**Parts of the exercise:**
• a. Answer these questions using the blog post about fieldwork in Norway and life in Iceland:
(i) How many linguists took part in the fieldwork?
(ii) What colors are the ski boots bought at The Good Shepherd?
(iii) What does the hazy air in Reykjavík smell a little like?
• b. Write the next part of the blog post about fieldwork in Norway and life in Iceland, starting after its final line.

Fieldwork was great, Einar and I only missed the orientation day. We were 12 linguists, mainly Norwegian, interrogating the locals this time. I thought I was finding only negative results (which are still 'results'...), until the second last evening when we were discussing how our data collection was going, and I discovered that what I had semi-dismissed as just some individuals' funny pronunciations was actually exactly what I had come to Norway to find! This is why I think group fieldwork trips are so useful - the off-the-cuff comments over dinner or coffee by people who know what they're talking about can make all the difference to what we think we've found!

I go for a run each morning when on fieldwork and at conferences, and I've been running in my toe-shoes. I found out that it can be quite cold on the toes to run on snow, but so long as it's not wet, it's not too bad. Einar and I did a couple of self-guided whip-round walking tours of Trondheim, then we headed back to Iceland, this time via Oslo. I was on the wrong side of the plane to see the steam eruption this time :( but a very friendly Norwegian woman took what turned out to be a series of awesome photos when I handed her my camera! :) They'll be up on Picasa in a week or so.

Finally, European airspace has opened up again today, because the wind has changed - it's now blowing the ash over us! Par consequent, Keflavík and Reykjavík airports are closed. This morning on my bike-ride, the air was actually really clear, and the rising columnn of steam was clearly visible. Unfortunately your intrepid photographer didn't have her camera :( and by lunchtime the winds had caught us, and made the air in Reykjavík all hazy. It smells a little bit like camp-fire. I can't smell any sulphur, thankfully! I promise to keep my camera on me until I get some good pictures!

I'm due to get the keys to our flat this weekend, but I won't move in straight away. I was at The Good Shepherd (like the Salvos) this evening, and bought a chest of drawers and a pot to cook with... I also managed to buy <mumble> ski boots </mumble>. Not snowboarding boots. But honestly, they fit PERfectly, much better than any of the snowboard boots I tried on in Norway, they're exactly the colours I would choose were I give complete freedom in my choice (white, purple and pink), and they were 500isk. Which is not very much at all. I though there was a 0 or two missing at first :D


So, things are going well, Luce arrives in less than 2 weeks!!! I'm working now on resumptive pronouns in Northern Norwegian. We'll be going to New York at the end of May. I think Luce is going to book us a flight to Svalbard in June!! :D Brent, Dan and I are recording songs again, and maybe even writing again. Life is hectic, intense, and great.

PS, some links that might be interesting (Icelandic Review): pic of new craters, How to pronounce Eyjafjallajökull

Friday 16 April 2010

Be careful what you wish for...

**Listed entries:**

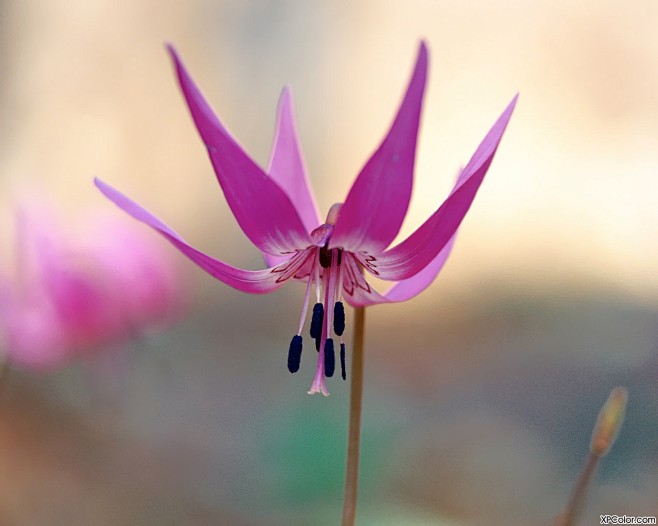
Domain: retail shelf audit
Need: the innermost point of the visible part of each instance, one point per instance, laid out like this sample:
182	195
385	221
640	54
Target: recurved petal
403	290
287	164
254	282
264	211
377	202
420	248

**Task-by-task outputs:**
• a.
(i) 12
(ii) White, purple, and pink
(iii) Camp-fire

• b.
So I didn't get out to see either of the first two volcanic eruptions, so I wished for another one. Unfortunately, the next eruption is no tourist-friendly gentle spurt of magma. Instead it's an ash-spewing, Europe-suffocating monster. Satellite images show that the Faroe Islands are completely engulfed, they are directly in the middle of the huge black cloud of ash streaming from Iceland towards Europe. The funny part is the tiny little finger that branches off to smother the UK. The not so funny part is that the whole of northern Europe is now closed to air traffic. Some meteorologist/vulcanologists are talking about it remaining this way for several years! Gah! I have a fieldwork trip in Norway this week, I'm supposed to leave on Saturday, but whole of Norway is closed! Not want!

Apparently some wits in Holland and Britain are already making jokes: 'We asked for CASH, not ASH' and so on (they were the main players in the Icesave debacle). I just hope Luce can get here in 2 weeks from now...

There's a 3-day celebration for Vigdís Finnbogardóttir's 80th birthday. I was at the opening ceremony, and went to ask her if I could have a photo with her. When I was saying who I was, she said, 'Yes, I remember you.' !!! The first democratically elected female president in the world knows who I am! :)

 

Her birthday conference is this weekend. I'm planning to be in Norway for it, but, well... we'll just have to wait and see!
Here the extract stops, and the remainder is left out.